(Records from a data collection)
━━━━━━

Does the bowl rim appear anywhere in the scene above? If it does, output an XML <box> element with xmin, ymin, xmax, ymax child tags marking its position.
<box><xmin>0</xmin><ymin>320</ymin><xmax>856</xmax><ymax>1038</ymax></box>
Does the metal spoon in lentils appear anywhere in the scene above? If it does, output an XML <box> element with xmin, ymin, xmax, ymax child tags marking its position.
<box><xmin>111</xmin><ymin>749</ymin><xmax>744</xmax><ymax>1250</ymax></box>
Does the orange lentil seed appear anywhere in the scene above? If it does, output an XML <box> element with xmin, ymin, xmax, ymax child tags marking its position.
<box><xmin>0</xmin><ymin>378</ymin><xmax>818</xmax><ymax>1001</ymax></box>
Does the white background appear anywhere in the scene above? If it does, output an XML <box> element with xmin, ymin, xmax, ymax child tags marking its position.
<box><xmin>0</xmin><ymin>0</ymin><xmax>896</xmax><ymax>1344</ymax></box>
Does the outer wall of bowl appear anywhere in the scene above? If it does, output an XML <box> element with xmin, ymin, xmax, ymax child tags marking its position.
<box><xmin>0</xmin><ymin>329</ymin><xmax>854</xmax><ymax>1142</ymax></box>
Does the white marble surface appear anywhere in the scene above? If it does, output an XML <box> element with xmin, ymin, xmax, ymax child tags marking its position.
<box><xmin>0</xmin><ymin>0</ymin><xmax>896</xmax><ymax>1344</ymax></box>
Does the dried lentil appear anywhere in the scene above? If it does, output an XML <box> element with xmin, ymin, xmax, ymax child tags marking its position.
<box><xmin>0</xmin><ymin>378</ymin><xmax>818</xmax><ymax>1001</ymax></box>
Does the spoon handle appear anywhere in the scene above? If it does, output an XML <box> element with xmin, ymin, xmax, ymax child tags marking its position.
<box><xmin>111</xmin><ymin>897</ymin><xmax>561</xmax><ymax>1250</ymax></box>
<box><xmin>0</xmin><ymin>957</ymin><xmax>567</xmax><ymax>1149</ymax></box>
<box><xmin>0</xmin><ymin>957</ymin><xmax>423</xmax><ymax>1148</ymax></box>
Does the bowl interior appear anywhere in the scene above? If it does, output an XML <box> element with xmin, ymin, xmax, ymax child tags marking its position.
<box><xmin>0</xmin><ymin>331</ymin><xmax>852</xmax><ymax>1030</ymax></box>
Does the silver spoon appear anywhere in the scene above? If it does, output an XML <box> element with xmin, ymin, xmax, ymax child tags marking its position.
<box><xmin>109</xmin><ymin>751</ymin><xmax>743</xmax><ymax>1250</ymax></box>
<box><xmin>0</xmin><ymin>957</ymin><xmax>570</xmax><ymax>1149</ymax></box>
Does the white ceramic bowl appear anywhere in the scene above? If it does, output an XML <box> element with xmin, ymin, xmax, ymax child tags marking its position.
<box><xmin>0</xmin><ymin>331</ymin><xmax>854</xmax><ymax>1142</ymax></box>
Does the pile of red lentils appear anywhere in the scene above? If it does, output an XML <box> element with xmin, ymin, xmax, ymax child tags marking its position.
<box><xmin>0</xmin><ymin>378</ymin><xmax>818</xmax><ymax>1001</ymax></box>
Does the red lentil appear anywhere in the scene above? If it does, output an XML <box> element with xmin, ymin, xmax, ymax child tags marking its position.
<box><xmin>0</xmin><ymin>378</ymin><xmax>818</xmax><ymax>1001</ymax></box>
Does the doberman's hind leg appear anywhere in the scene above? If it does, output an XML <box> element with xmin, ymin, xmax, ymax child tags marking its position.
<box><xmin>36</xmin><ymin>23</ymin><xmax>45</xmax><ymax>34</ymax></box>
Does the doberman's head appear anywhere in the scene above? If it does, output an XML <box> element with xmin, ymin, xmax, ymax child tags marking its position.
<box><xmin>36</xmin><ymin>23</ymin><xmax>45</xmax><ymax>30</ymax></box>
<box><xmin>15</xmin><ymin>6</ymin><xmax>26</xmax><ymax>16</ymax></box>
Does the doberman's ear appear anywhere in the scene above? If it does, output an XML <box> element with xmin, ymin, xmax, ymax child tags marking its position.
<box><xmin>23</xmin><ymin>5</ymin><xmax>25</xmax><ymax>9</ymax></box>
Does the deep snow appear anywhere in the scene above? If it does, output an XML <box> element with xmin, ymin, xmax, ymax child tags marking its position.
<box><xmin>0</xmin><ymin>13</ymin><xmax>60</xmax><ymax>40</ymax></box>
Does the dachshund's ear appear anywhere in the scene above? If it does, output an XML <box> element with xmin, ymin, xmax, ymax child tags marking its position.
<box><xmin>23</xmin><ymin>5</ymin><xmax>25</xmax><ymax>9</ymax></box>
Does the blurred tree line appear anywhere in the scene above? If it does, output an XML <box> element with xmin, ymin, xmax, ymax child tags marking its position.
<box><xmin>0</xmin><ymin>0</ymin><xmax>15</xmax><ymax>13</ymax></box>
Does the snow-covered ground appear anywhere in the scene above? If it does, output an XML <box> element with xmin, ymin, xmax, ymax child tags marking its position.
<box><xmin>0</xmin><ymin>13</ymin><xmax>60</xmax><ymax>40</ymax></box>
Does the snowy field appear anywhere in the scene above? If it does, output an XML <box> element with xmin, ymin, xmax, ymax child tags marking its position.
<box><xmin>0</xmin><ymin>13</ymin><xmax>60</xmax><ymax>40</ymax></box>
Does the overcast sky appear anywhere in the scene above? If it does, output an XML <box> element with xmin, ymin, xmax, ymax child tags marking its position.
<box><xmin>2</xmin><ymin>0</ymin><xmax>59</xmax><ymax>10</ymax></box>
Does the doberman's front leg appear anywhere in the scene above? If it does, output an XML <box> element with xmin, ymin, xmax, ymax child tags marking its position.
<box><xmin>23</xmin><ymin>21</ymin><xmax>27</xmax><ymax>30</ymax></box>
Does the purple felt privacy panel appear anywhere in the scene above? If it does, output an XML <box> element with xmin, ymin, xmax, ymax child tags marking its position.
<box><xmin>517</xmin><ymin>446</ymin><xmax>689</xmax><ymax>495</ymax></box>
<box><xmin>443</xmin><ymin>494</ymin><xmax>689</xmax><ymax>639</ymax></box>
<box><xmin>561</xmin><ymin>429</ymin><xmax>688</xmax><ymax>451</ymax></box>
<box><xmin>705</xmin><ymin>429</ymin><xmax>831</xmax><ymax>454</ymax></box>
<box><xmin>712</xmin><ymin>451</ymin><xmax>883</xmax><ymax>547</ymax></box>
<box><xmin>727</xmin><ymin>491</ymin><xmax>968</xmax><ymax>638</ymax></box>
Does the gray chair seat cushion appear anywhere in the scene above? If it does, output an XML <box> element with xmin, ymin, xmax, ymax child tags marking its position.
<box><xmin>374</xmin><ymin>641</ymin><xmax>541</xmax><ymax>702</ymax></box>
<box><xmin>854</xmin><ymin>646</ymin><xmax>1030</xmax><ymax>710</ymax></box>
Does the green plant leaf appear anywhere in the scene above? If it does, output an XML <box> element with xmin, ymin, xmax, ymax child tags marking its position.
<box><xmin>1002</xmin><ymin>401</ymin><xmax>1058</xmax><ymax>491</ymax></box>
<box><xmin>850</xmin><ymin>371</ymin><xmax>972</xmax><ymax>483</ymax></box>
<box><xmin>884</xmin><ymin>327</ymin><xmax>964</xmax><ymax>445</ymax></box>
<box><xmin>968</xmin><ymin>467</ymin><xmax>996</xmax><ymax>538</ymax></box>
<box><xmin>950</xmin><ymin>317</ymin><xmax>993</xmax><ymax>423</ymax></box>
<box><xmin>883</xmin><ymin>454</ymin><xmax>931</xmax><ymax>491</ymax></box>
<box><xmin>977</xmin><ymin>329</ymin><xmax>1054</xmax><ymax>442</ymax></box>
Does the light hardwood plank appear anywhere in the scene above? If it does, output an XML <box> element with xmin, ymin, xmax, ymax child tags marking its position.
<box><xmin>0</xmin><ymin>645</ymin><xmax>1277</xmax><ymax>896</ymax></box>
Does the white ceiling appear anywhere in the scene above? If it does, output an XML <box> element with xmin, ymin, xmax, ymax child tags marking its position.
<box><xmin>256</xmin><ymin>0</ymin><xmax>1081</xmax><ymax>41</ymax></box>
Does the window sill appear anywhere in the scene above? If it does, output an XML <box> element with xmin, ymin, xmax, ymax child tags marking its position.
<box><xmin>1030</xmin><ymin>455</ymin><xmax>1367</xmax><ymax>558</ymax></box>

━━━━━━

Extract every line from the one containing "Does the white ceiling" to the end of the entries, including both of those lines, exactly as given and with nothing added.

▶ RIGHT ANSWER
Does the white ceiling appear anywhere in the scene above? If it does, output an XML <box> element with xmin, ymin, xmax, ymax child tags marking its position.
<box><xmin>256</xmin><ymin>0</ymin><xmax>1081</xmax><ymax>41</ymax></box>
Does the window sill appear anywhere in the scene above? If it does, output an XML <box> element with xmin, ymin, xmax, ymax child tags marking its position.
<box><xmin>1030</xmin><ymin>455</ymin><xmax>1367</xmax><ymax>558</ymax></box>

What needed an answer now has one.